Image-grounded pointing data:
#####

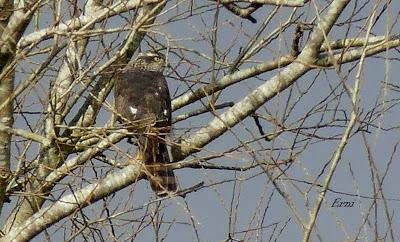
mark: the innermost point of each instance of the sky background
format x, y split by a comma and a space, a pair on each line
240, 201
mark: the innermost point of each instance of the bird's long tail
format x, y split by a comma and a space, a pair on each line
161, 176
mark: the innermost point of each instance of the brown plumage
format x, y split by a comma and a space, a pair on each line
143, 104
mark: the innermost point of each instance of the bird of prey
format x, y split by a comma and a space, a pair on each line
143, 105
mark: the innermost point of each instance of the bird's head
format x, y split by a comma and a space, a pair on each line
150, 61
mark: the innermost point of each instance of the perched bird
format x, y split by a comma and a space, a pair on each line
143, 105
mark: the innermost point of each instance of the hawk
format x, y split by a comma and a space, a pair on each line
143, 105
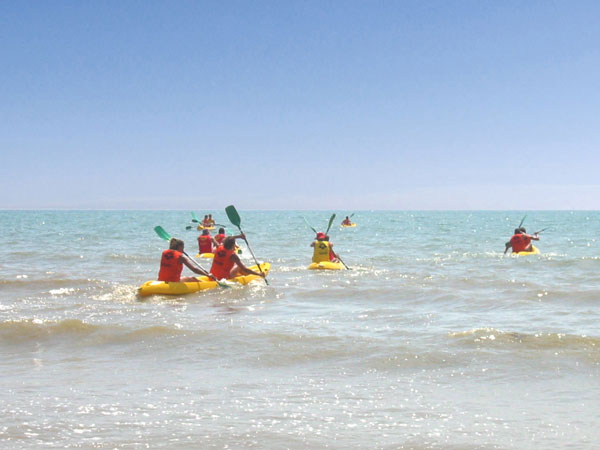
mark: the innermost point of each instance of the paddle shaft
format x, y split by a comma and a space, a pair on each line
254, 257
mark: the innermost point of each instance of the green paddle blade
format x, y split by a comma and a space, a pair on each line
330, 222
162, 233
233, 216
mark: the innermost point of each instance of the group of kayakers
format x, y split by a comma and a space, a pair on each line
227, 264
208, 221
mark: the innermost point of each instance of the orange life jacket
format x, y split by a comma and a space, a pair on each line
222, 263
170, 266
321, 251
204, 243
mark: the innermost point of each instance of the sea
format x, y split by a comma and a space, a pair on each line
433, 339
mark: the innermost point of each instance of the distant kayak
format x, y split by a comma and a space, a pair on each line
154, 287
326, 265
534, 251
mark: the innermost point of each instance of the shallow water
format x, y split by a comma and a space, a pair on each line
434, 339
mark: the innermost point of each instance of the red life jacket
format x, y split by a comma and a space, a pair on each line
170, 266
205, 243
519, 242
222, 263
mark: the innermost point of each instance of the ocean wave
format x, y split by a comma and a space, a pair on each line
531, 341
79, 332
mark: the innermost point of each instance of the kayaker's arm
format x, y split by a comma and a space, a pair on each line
243, 268
192, 266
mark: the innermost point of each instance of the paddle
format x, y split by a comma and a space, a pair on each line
167, 237
330, 222
235, 219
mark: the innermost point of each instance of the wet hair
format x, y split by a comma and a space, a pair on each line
175, 243
229, 242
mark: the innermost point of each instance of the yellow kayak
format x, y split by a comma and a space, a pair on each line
238, 250
154, 287
534, 251
326, 265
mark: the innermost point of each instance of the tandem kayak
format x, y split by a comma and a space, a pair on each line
326, 265
154, 287
534, 251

#####

WHAT YOU SHOULD DO:
Here the answer is the exact run of lines above, from the line with "mark: the innermost point of each instance of the yellow" down to the last, and nothing else.

RESULT FOR THIS EXERCISE:
mark: the innermost point of each instance of the yellow kayak
format x, y split by a comma and a space, a pair on each line
238, 250
154, 287
534, 251
326, 265
mark: the innermost point of each instance of the tandem kayak
format x, y split by a comma and a space, a pair on each line
326, 265
154, 287
534, 251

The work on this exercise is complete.